WHAT YOU NEED TO DO:
1. Rewrite the stretch of the performer biographies from "Dorothea Vogel, viola" through "and recording schedule.", swapping "baroque viola" for "period viola".
2. Extend the performer biographies onward from their last sentence.

EXERCISE PASSAGE:
Dorothea Vogel, viola
John Thwaites, piano

Dorothea Vogel
was born in Switzerland and studied with Rudolf Weber in Winterthur. After winning first prize in the Swiss Youth Competition, Dorothea won scholarships to study with Paul Coletti at the Peabody Institute, USA, and with David Takeno and Micaela Comberti at the Guildhall School in London, where she graduated with the coveted Concert Recital Diploma. She was a founder member of the Amar Quartet. Dorothea has played the baroque viola in the Kings Consort and Florilegium and has been both principal viola in the Gustav Mahler Orchestra and the World Youth Orchestra in Israel. She has appeared as a soloist with the Zurich Kammerorchester and at London’s Wigmore Hall.

In 2001 she joined the Allegri String Quartet, one of the UK’s longest-standing chamber groups, with whom she enjoys a busy performing, touring and recording schedule.

She teaches Chamber Music at Pro Corda as well as festivals throughout the UK. Her viola is by Ludovico Rastelli, Genoa, circa 1800.

John Thwaites
is best known for his collaborative work with strings. He has worked over decades with cellists Alexander Baillie and Johannes Goritzki, and appeared with Pierre Doumenge, Louise Hopkins, Natalie Clein, Alexander Ivashkin, David Cohen, Oleg Kogan, Li Wei and others, and with the Martinu, Maggini, Dante, Schidlof, Emperor and Aurea String Quartets. Theatrical collaborations have included work with Simon Callow, Tony Britton and Tim Piggott-Smith.

SUPPLIED RECORDS:

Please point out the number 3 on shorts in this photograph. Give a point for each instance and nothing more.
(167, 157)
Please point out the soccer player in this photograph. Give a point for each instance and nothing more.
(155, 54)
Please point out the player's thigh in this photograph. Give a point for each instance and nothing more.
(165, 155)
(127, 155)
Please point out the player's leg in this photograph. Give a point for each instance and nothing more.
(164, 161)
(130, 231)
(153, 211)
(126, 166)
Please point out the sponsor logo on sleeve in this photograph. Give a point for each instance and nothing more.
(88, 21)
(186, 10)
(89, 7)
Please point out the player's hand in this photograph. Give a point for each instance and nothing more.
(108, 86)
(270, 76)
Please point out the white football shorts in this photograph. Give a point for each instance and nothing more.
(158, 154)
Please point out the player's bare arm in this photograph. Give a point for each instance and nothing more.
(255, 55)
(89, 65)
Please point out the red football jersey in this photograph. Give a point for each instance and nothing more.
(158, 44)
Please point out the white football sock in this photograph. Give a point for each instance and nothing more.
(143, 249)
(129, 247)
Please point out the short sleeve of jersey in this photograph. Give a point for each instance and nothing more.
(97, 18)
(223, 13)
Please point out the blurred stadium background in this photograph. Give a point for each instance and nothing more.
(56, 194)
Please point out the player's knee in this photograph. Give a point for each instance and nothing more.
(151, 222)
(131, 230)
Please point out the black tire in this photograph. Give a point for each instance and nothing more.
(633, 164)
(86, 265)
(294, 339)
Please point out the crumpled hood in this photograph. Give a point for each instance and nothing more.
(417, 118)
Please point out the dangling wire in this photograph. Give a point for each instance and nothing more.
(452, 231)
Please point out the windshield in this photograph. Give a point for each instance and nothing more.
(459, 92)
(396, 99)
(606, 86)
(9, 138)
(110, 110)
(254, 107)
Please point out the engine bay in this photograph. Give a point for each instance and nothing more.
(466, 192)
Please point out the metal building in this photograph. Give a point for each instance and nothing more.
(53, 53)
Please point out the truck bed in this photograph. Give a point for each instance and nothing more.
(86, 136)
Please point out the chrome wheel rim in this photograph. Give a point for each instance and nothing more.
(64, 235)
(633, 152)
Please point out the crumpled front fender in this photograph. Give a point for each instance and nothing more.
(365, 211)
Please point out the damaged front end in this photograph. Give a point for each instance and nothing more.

RESULTS BY TASK:
1.
Dorothea Vogel, viola
John Thwaites, piano

Dorothea Vogel
was born in Switzerland and studied with Rudolf Weber in Winterthur. After winning first prize in the Swiss Youth Competition, Dorothea won scholarships to study with Paul Coletti at the Peabody Institute, USA, and with David Takeno and Micaela Comberti at the Guildhall School in London, where she graduated with the coveted Concert Recital Diploma. She was a founder member of the Amar Quartet. Dorothea has played the period viola in the Kings Consort and Florilegium and has been both principal viola in the Gustav Mahler Orchestra and the World Youth Orchestra in Israel. She has appeared as a soloist with the Zurich Kammerorchester and at London’s Wigmore Hall.

In 2001 she joined the Allegri String Quartet, one of the UK’s longest-standing chamber groups, with whom she enjoys a busy performing, touring and recording schedule.

2.
John performs regularly in the major festivals across Europe, broadcasts for radio, and has issued a string of critically acclaimed recordings. His recording of Lyapunov’s Piano Sextet with the Dante Quartet for Dutton Digital was a BBC Music Magazine ‘Recording of the Month, as was a Double CD of British Twentieth Century Cello Sonatas with Alexander Baillie for SOMM.

Concerto appearances include Grieg at St John’s Smith Square and Tchaikovsky at the Royal College of Music. Whilst Head of Keyboard at Christ’s Hospital, he programmed the complete Chamber Music of Brahms, taking the 17 piano parts – an abiding passion increasingly informed by historic performance study. Baillie/Thwaites have recorded the Brahms Cello Sonatas using period pianos in Vienna.

John’s more recent teaching career includes posts at the Royal Conservatoire of Scotland and the Guildhall School of Music and Drama. He is Course Director of the Cadenza International Summer Music School, a piano and strings festival resident at the Purcell School, and Head of Keyboard Studies at Birmingham Conservatoire, where he has directed major Festivals of Ireland, Delius, Bax, Skryabin and Brahms as well as directing a celebrity-studded All Night Gala at Birmingham Town Hall.